# Instructions for the task
Report every line below that contains the word "foliage", copying each one in full.

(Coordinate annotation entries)
☆ ☆ ☆ ☆ ☆

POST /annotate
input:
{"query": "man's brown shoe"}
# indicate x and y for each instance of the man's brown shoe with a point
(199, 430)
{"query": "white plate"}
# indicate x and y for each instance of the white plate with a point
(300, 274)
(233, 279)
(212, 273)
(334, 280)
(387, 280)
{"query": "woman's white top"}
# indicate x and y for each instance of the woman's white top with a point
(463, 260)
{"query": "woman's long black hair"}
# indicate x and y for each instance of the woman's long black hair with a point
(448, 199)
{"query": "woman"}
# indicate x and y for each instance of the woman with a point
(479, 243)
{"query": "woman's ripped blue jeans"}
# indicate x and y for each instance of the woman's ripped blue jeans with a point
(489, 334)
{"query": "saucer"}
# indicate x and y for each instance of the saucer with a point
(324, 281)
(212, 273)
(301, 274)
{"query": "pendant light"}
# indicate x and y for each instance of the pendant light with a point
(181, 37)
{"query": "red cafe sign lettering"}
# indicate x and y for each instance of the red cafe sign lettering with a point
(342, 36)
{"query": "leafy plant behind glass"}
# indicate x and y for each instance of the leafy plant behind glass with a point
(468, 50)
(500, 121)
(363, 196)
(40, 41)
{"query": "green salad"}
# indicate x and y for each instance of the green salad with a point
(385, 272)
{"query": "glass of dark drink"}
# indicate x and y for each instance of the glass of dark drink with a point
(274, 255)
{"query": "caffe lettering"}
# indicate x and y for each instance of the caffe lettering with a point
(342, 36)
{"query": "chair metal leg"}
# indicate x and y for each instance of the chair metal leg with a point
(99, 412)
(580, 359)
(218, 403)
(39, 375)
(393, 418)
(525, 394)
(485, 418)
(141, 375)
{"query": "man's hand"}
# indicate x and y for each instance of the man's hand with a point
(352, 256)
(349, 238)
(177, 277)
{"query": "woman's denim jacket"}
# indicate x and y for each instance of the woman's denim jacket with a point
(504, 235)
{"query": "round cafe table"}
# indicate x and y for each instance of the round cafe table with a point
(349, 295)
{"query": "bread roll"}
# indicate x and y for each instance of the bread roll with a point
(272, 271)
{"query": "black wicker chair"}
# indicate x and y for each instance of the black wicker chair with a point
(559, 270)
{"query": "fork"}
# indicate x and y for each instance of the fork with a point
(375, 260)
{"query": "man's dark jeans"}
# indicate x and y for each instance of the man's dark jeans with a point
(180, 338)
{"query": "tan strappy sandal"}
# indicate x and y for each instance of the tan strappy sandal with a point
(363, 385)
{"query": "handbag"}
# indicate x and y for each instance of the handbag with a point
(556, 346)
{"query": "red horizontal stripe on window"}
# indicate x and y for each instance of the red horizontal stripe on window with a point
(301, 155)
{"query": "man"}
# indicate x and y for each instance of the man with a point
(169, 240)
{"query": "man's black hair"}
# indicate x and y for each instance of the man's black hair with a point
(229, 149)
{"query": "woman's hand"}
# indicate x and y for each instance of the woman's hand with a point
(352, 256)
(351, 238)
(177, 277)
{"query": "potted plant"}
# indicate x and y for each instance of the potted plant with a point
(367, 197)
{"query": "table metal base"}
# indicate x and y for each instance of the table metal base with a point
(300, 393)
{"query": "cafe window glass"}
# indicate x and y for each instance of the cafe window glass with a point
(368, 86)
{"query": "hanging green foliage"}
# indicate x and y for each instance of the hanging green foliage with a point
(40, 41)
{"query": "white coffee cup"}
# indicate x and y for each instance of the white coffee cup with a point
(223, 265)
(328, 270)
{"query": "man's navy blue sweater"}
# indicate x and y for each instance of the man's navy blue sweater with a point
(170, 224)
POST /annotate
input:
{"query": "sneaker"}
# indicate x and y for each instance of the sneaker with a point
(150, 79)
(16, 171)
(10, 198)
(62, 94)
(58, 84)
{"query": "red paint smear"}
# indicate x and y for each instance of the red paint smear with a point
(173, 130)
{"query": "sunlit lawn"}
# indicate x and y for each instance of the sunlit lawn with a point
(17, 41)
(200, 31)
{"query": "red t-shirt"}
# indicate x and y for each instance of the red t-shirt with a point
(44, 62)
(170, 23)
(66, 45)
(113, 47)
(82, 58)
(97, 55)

☆ ☆ ☆ ☆ ☆

# The answer
{"query": "hanging green foliage"}
# indicate x and y for each instance of the hanging green foliage with a point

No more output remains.